*The problem*
Return each record verbatim, images excluded.

· · ·

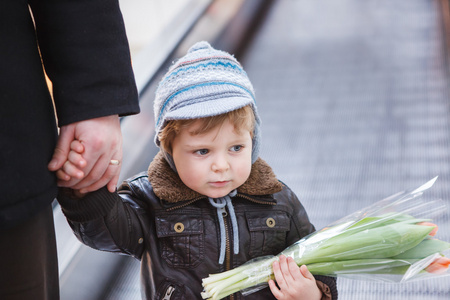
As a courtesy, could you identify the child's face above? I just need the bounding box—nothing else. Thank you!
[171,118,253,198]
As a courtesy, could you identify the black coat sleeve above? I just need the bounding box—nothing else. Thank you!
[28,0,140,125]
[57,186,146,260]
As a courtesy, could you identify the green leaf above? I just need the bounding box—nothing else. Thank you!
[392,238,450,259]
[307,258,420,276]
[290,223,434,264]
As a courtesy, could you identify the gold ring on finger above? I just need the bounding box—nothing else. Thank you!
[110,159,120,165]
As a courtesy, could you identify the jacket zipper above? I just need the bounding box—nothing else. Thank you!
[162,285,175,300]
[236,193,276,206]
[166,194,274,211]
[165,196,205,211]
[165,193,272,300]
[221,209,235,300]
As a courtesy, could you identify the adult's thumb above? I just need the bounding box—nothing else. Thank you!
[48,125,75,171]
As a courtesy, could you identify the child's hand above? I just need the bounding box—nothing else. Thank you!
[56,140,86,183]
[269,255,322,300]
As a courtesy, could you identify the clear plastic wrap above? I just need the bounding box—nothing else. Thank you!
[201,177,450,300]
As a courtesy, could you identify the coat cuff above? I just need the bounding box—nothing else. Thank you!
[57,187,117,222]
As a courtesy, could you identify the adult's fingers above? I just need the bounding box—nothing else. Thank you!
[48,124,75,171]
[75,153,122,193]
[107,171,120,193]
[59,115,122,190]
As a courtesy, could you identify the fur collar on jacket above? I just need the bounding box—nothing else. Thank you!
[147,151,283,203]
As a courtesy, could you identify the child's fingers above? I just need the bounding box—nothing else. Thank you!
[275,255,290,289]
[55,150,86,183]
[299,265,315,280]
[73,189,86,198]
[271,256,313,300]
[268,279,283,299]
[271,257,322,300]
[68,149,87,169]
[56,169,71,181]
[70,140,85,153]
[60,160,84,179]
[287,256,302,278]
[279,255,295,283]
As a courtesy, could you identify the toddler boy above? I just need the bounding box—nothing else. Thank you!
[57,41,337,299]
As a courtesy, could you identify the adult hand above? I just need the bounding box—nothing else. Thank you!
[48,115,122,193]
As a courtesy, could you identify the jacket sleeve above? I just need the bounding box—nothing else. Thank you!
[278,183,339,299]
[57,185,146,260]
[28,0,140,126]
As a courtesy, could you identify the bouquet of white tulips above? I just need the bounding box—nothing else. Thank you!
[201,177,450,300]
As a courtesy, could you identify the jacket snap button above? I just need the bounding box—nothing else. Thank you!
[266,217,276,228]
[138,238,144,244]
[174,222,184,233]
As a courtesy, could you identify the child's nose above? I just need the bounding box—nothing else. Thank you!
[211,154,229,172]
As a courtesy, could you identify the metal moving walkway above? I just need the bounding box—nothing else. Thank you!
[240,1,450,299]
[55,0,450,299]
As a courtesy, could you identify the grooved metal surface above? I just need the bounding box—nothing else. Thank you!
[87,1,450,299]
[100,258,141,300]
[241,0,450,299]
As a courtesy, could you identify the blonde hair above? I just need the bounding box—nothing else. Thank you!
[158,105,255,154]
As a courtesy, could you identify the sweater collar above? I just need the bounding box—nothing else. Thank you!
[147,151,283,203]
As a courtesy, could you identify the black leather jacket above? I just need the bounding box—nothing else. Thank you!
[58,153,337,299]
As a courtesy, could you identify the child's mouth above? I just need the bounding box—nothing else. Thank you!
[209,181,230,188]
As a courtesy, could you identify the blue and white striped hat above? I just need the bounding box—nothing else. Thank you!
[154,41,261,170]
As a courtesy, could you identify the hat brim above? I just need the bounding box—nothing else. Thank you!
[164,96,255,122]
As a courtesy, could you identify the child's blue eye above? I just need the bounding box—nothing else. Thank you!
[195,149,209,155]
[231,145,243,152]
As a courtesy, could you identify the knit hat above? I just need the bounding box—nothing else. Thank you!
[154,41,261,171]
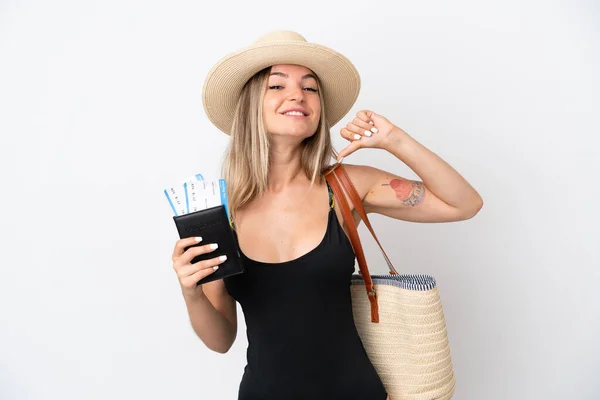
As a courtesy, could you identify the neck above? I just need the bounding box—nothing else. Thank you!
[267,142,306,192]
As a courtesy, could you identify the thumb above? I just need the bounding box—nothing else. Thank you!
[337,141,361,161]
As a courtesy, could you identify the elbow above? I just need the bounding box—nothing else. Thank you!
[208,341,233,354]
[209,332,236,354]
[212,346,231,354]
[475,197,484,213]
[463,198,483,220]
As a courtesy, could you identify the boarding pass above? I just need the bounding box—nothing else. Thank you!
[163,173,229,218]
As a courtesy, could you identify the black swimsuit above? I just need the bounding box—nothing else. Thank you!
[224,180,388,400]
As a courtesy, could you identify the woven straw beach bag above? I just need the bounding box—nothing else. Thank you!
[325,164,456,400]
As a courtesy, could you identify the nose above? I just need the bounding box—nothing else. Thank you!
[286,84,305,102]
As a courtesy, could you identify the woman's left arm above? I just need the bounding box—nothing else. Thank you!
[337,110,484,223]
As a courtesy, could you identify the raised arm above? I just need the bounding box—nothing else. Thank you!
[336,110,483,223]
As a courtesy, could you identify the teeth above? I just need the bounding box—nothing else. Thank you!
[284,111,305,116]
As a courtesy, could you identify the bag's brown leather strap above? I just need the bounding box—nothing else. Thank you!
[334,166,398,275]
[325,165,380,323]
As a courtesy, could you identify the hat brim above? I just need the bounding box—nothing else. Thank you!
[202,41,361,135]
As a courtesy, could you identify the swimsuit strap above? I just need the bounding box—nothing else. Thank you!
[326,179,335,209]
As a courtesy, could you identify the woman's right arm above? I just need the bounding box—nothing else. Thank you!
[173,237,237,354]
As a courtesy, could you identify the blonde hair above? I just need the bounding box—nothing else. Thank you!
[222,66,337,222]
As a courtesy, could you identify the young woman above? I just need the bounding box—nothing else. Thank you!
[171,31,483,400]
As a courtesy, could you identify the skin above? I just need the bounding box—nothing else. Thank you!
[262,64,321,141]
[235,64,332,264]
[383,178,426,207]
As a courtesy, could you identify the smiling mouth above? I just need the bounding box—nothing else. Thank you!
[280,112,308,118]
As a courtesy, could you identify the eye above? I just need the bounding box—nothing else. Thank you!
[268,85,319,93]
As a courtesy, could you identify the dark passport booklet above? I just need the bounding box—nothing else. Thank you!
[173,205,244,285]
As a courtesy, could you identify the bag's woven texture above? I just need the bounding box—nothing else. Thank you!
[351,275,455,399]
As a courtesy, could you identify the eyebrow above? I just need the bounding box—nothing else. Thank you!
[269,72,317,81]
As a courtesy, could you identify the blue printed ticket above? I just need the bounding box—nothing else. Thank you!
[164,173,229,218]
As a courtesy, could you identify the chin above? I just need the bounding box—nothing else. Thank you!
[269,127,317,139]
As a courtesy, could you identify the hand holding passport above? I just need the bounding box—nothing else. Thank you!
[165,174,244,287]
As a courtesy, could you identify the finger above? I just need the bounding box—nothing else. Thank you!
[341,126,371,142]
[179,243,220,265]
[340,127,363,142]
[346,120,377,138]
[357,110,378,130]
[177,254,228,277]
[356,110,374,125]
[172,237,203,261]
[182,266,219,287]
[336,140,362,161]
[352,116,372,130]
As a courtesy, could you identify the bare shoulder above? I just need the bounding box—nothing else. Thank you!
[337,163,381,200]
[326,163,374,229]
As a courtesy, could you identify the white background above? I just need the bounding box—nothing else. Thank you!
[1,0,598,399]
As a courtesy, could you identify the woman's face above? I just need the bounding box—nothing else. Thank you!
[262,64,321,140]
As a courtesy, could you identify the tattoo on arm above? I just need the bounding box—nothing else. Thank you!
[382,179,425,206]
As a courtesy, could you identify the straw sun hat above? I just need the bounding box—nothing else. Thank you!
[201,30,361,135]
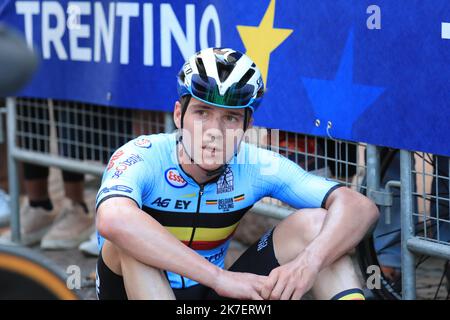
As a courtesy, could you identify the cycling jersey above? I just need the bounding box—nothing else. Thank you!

· · ·

*Answer*
As a courtesy, could you identify the child's face above? I just need the bounding box—nothing else. Thank you!
[171,118,253,198]
As a courtesy, could you identify the black coat sleeve above? I just need the bounding box—nothing else. Thank you!
[28,0,140,125]
[57,186,146,260]
As a courtesy, could you identify the green leaf above? I just need the bounding box—nothing else. Thank you!
[392,238,450,259]
[307,258,420,276]
[290,223,434,264]
As a courtesy, could you identify the gold ring on finger above? I just need the bounding box—nothing else. Thank you!
[110,159,120,165]
As a courtesy, could you identify the jacket zipper above? I just need the bounding box—nothing else. Thank you!
[162,285,175,300]
[236,193,276,206]
[166,194,274,211]
[165,196,205,211]
[165,193,272,300]
[221,209,235,300]
As a courtesy, could you identify the adult's thumb above? I just need the bounding box—nothing else. Thank you!
[48,125,75,171]
As a courtesy, could you identify the child's hand above? I just need the bounding box—nothing else. Thank you!
[56,140,86,183]
[269,255,322,300]
As a courtesy, could you identify the clear plastic wrap above? I just need the bounding box—nothing else. Thank you!
[201,177,450,300]
As a courtesy, could you identify the coat cuff above? I just need the bounding box—nothing else. Thank you!
[57,187,117,222]
As a courtesy, could you identify the adult's fingers above? I just need the bounding box—nothing else. Thank you!
[48,124,75,171]
[75,153,122,193]
[107,171,120,193]
[59,115,122,190]
As a courtesy, could you identify the fur collar on jacket above? I just need the bounding box—nothing else. Thank you!
[147,151,283,203]
As a courtesy, could you identify the child's fingers above? I just need the bounding box—nothing else. Thank you!
[275,255,290,289]
[55,150,86,183]
[299,265,315,280]
[73,189,86,198]
[271,256,313,300]
[268,279,283,299]
[271,257,322,300]
[68,149,87,169]
[56,169,71,181]
[70,140,85,153]
[60,160,84,179]
[287,256,302,278]
[279,255,295,283]
As a courtesy, could you identify the toddler boy above? I just need the bounding box—nothing else. Thank you!
[57,41,337,299]
As a courtesy, could you identify the adult hand above? I just need the bounding box—nothing else. Thank you!
[48,115,122,193]
As a courtesy, could you identify the jacket sleeve above? I just need the bounding box—nothing else. Thank you!
[278,183,339,299]
[57,185,146,260]
[28,0,140,126]
As a courtesy, could you identify the bouquet of white tulips above? I just need the bounding box—nothing else. Thank you!
[201,177,450,300]
As a courtesy, could you identify the jacket snap button above? I just need the bounding box—nothing else. Thank you!
[266,217,276,228]
[138,238,144,244]
[174,222,184,233]
As a courtesy, could you identify the child's nose above? I just need the bounding box—nothing else. Thank you!
[211,154,229,172]
As a courtesy, could you identify the metal moving walkway above? I just need the bounding box—nothing else. Thank you!
[240,1,450,299]
[55,0,450,299]
As a courtesy, could you identify the grooved metal surface above? I just need the bounding box—nothing else. Thank you!
[87,1,450,299]
[100,258,141,300]
[241,0,450,299]
As a courtesy, could you identify the blonde hair above? I just need the bounding box—nothing else. Thank you!
[158,105,255,154]
As a courtesy, could you identify the sweater collar above? I just need the bounding box—nothing else. Thank you!
[147,151,283,203]
As a courtesy, could you identify the black leather jacket above? I just need the bounding box—nothing else. Thank you!
[58,153,337,299]
As a courtesy, could you identify the child's mouth above? I just need the bounding box—nothing else. Thank you!
[209,181,230,188]
As a courtesy, could you identify the blue and white striped hat above? I just need the bounding box—nothing else. Thank you!
[154,41,261,170]
As a courtesy, could you identify the hat brim above? I just need the bounding box—nothing else. Thank you!
[164,96,255,122]
As a courtesy, could you identify the child's blue eye above? I just need the bounding box—nothing else. Thank you!
[195,149,209,155]
[231,145,243,152]
As a courtesy, could you identify the knit hat above? I just need the bounding box—nothing else. Thank you!
[154,41,261,171]
As a courtesy, could you identify the neck above? I just need the bounding box—nothing else. Thank you!
[267,142,306,192]
As a courtesy, could you identify the thumb above? I just need the bounding box—nothing else. Thank you!
[337,141,361,161]
As a courtesy, could you identify the elbow above? I just need the bounding box—nothing else. Thank you!
[208,341,233,354]
[209,332,236,354]
[212,346,231,354]
[475,197,484,213]
[463,198,483,220]
As a courtesy, could you identify the boarding pass above? I just need the bounding box—nothing else. Thank you!
[163,173,229,218]
As a courtesy, could you identify the black swimsuit above? I just need the bounding box—nothing else. Thank you!
[224,180,388,400]
As a courtesy, could you identify the woven straw beach bag above? I just need the bounding box—nothing else. Thank you!
[325,164,456,400]
As a courtesy, could you identify the nose above? I just need the bounding box—nothing else. Thank you!
[286,84,305,102]
As a courtesy, could you identify the woman's left arm above? I just need the bounding box—nothing else. Thank you!
[337,110,484,223]
As a courtesy, could you identify the raised arm above? I just need the bounding box—nothing else. Thank you!
[336,110,483,223]
As a courtesy, could you identify the teeth above? I just need the bounding box—nothing else. Thank you!
[284,111,305,116]
As a courtesy, could you identify the bag's brown leather strap above? I just need the bounding box—nothing else. Thank you!
[334,166,398,275]
[325,165,380,323]
As a courtesy, could you identify the hat brim above? I just need the bounding box—nothing else. Thank you!
[202,41,361,135]
As a courtesy, could you identify the swimsuit strap above? I just need the bounding box—nothing else. Thank you!
[326,179,335,209]
As a courtesy, could you identify the woman's right arm above? I just need the bounding box—nothing else. Thank you!
[173,237,237,354]
As a courtesy, could you identify the blonde hair above? I just need the bounding box—nothing else. Thank you!
[222,66,337,222]
As a courtesy, could you identify the young woman above? I just need the bounding box—nothing else. Thank you!
[171,31,483,400]
As a courtesy, could you identify the skin above? I just need the bounding box—nothing else. Thank you!
[262,64,321,141]
[235,64,332,264]
[383,178,426,207]
As a courtesy, could you identify the smiling mouth above? I just need the bounding box—nothing else. Thank you!
[280,112,308,118]
As a courtesy, could you identify the eye above? I just need the bounding box—nothing else. Thank you!
[268,85,319,93]
As a courtesy, could you identify the dark passport booklet above? I just need the bounding box—nothing else. Thank you!
[173,205,244,285]
As a courtesy, could you identify the bag's woven texture above? I just need the bounding box—nothing else. Thank you!
[351,275,455,399]
As a courtesy, could you identify the eyebrow above? I just need the bounding box—nothing else. Thank you!
[269,72,317,81]
As a courtesy, could you identify the blue printed ticket above? I just need the bounding box—nothing else. Thank you!
[164,173,229,218]
As a courtesy, could you identify the chin above? I just need the bounding box—nothing else. Thank you!
[269,127,317,139]
As a courtesy, could you identify the hand holding passport above? I just need the bounding box—nothing else. Thank you!
[165,174,244,287]
As a courtesy, could you identify the finger above? I just need the bounding box—nothing else. Thank you!
[341,126,371,142]
[179,243,220,265]
[340,127,363,142]
[346,120,377,138]
[357,110,378,130]
[177,254,228,277]
[356,110,374,125]
[172,237,203,261]
[182,266,219,287]
[336,140,362,161]
[352,116,372,130]
As a courtesy, could you identify the bare shoulder above? I just need the bounding box—nothing else. Thank you!
[337,163,381,200]
[326,163,374,229]
As a courtesy, could you identify the white background above? I just need the bounding box—nothing else. Thank you!
[1,0,598,399]
As a courtesy, could you identify the woman's face above? I just need the bounding box—nothing else. Thank you!
[262,64,321,140]
As a courtesy, could you identify the tattoo on arm above? I just need the bounding box—nothing else. Thank you!
[382,179,425,206]
As a courtesy, could you identify the straw sun hat above? I just need the bounding box—nothing else. Thank you!
[201,30,361,135]
As a courtesy, could you identify the cycling jersey above? I just need the bounding box—nothing else. Thank you!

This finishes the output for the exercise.